GOAL OF THE EXERCISE:
Can you rewrite the rows below, swapping every "Positions" for "Coordinates" and leaving everything else untouched?
[BEGIN]
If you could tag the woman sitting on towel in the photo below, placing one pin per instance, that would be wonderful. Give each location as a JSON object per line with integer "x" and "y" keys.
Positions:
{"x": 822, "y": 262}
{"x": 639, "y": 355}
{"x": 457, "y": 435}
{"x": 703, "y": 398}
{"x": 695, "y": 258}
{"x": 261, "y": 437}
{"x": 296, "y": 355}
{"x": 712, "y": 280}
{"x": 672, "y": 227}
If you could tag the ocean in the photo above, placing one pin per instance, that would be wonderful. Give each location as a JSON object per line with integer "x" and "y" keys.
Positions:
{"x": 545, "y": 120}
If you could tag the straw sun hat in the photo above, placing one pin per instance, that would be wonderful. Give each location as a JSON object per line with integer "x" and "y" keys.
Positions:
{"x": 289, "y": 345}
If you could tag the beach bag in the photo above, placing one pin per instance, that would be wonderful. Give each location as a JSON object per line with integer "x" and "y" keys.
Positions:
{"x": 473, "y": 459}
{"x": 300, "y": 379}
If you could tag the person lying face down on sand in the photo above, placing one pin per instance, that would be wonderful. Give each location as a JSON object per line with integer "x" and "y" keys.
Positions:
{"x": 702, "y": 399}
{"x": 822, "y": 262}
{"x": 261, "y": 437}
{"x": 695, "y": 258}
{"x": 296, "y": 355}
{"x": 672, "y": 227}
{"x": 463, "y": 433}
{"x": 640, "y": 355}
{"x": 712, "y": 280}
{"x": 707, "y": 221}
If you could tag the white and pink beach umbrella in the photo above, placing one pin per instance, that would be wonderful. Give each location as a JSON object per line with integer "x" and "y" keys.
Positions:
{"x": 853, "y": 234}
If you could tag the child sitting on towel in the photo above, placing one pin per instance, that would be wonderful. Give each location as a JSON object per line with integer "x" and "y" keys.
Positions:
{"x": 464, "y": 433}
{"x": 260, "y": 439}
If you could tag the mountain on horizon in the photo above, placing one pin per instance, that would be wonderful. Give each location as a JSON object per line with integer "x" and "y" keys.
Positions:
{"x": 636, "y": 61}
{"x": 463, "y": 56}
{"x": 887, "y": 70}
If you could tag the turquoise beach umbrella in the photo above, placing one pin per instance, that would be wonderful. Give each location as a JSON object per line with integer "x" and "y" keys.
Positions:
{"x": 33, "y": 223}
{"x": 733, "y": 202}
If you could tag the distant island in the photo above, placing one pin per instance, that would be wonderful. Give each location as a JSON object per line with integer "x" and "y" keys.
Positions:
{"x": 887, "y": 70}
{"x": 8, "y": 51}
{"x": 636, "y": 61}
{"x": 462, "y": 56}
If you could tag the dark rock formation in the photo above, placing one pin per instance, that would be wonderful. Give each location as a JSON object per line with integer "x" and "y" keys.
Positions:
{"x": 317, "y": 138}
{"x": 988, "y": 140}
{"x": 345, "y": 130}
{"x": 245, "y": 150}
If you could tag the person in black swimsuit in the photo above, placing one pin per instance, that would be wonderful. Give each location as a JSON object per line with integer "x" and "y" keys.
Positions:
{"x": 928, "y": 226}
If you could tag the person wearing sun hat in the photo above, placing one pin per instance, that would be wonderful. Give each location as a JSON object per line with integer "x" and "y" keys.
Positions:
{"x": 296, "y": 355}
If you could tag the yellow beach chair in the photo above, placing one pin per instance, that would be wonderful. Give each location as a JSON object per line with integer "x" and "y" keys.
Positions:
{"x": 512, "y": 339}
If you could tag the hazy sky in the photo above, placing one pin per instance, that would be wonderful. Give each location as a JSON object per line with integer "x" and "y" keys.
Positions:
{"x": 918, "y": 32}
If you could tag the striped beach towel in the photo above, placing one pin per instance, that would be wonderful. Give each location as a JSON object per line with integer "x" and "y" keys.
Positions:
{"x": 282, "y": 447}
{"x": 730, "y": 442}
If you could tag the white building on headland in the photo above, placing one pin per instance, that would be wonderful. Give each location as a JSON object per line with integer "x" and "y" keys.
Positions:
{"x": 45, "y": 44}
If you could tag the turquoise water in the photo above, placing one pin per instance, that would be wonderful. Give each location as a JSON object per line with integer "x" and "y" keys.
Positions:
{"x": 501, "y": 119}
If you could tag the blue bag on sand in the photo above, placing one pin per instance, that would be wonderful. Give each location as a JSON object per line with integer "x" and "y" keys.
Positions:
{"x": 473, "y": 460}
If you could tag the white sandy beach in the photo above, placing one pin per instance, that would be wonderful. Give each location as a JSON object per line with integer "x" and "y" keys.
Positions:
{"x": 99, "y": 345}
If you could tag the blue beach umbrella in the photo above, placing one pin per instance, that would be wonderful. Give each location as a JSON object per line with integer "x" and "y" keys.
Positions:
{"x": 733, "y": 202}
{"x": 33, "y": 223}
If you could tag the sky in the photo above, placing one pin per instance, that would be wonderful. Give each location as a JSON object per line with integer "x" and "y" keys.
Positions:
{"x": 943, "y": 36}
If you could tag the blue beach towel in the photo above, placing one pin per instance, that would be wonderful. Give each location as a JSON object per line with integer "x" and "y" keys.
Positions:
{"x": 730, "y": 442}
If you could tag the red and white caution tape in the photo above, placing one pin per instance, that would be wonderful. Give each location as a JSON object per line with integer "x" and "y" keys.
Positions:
[END]
WRITTEN ANSWER:
If you could tag the woman sitting on towel in the photo below, placing one pin per instance, that would be wonderful. Give each location as a JSON object per line with integer "x" and "y" keys.
Coordinates:
{"x": 822, "y": 262}
{"x": 639, "y": 355}
{"x": 457, "y": 435}
{"x": 703, "y": 398}
{"x": 695, "y": 258}
{"x": 261, "y": 437}
{"x": 296, "y": 355}
{"x": 712, "y": 280}
{"x": 672, "y": 227}
If you could tag the ocean in the photo above, placing one pin per instance, that would be wonderful. Give each location as a JSON object per line with integer "x" and "y" keys.
Coordinates:
{"x": 545, "y": 120}
If you could tag the straw sun hat in the photo above, placing one pin per instance, that would be wonderful. Give each location as a JSON object per line with integer "x" and "y" keys.
Coordinates:
{"x": 289, "y": 345}
If you could tag the beach bag in the photo above, placing one pin per instance, that would be wonderful. Give each location as a JSON object per line with integer "x" and "y" keys.
Coordinates:
{"x": 473, "y": 459}
{"x": 300, "y": 379}
If you could tag the person lying face down on sand in the photo above, placing one pin per instance, that would be wonderful. Give each location as a JSON object per line with integer "x" and "y" keys.
Coordinates:
{"x": 702, "y": 399}
{"x": 822, "y": 262}
{"x": 261, "y": 437}
{"x": 695, "y": 258}
{"x": 296, "y": 355}
{"x": 672, "y": 227}
{"x": 463, "y": 433}
{"x": 640, "y": 355}
{"x": 712, "y": 280}
{"x": 707, "y": 221}
If you could tag the white and pink beach umbrella in the photo above, placing one pin per instance, that would be wonderful. Give each location as a JSON object per line with integer "x" and "y" keys.
Coordinates:
{"x": 853, "y": 234}
If you could tag the child sitting on towel in the photo above, placing one pin per instance, that would be wonderful. Give each location as a JSON object per line with integer "x" and "y" keys.
Coordinates:
{"x": 464, "y": 433}
{"x": 260, "y": 439}
If you could tag the mountain on horizon in the photo above, placing one pin per instance, that would be wonderful. Give each location as a JSON object per line with integer "x" and "y" keys.
Coordinates:
{"x": 636, "y": 61}
{"x": 463, "y": 56}
{"x": 887, "y": 70}
If you could tag the turquoise beach umbrella in the photo above, placing one pin per instance, that would be wonderful. Give each location as a JSON object per line with integer "x" and "y" keys.
Coordinates:
{"x": 33, "y": 223}
{"x": 733, "y": 202}
If you could tag the distant island in the photo above, placing one pin per instance, that would be wonderful. Give each location as a JSON object per line with integer "x" and "y" keys.
Coordinates:
{"x": 887, "y": 70}
{"x": 8, "y": 51}
{"x": 636, "y": 61}
{"x": 462, "y": 56}
If you could tag the dark rock formation in the photo above, placing one pin per instance, that would be wonderful. Give each location as a JSON object per line with integer "x" and "y" keys.
Coordinates:
{"x": 317, "y": 138}
{"x": 988, "y": 140}
{"x": 345, "y": 130}
{"x": 245, "y": 150}
If you could tag the person in black swimsuit in the photo above, placing one pin per instance, that would be wonderful. Give each location as a JSON object per line with integer "x" and "y" keys.
Coordinates:
{"x": 928, "y": 226}
If you could tag the person wearing sun hat in the photo above, placing one pin per instance, that would be wonderful. Give each location as a JSON object per line with integer "x" and "y" keys.
Coordinates:
{"x": 296, "y": 355}
If you could tag the yellow beach chair in the photo above, placing one pin per instance, that would be wonderful. Give each location as a JSON object per line with integer "x" and "y" keys.
Coordinates:
{"x": 512, "y": 339}
If you could tag the hazy sky in the photo above, placing one pin per instance, that would be wonderful. Give each location as a JSON object per line with integer "x" and "y" keys.
Coordinates:
{"x": 918, "y": 32}
If you could tag the striped beach towel in the photo above, placing one pin per instance, that would be wonderful. Give each location as a JSON object per line with integer "x" and "y" keys.
Coordinates:
{"x": 282, "y": 447}
{"x": 730, "y": 442}
If you could tag the white building on headland in the photo above, placing one pin per instance, that would be wonderful. Give each location as a JSON object per line with integer "x" and "y" keys.
Coordinates:
{"x": 45, "y": 44}
If you could tag the turquoise water in the photo above, placing one pin per instance, that would be wonderful. Give each location as a JSON object per line with integer "x" and "y" keys.
Coordinates:
{"x": 501, "y": 119}
If you could tag the blue bag on sand in the photo above, placing one pin per instance, that would be wonderful. Give each location as a JSON object per line with integer "x" and "y" keys.
Coordinates:
{"x": 473, "y": 460}
If you could tag the white sandy beach in the photo above, placing one pin per instance, that would be wonderful. Give each location as a JSON object per line with integer "x" and "y" keys.
Coordinates:
{"x": 99, "y": 345}
If you could tag the blue beach umbrella in the photo above, placing one pin per instance, that would be wonderful. Give each location as a JSON object per line with integer "x" and "y" keys.
Coordinates:
{"x": 733, "y": 202}
{"x": 33, "y": 223}
If you could tag the sky in the photo above, placing one pin per instance, that would be wonderful. Give each location as a JSON object per line with integer "x" and "y" keys.
Coordinates:
{"x": 943, "y": 36}
If you could tag the blue beach towel in the photo above, placing one pin per instance, that would be wonderful. Give each location as a JSON object per line with integer "x" and "y" keys.
Coordinates:
{"x": 730, "y": 442}
If you could tag the red and white caution tape in the photo above, placing one pin per instance, that would be wonderful. Give each location as a JSON object per line with integer "x" and "y" keys.
Coordinates:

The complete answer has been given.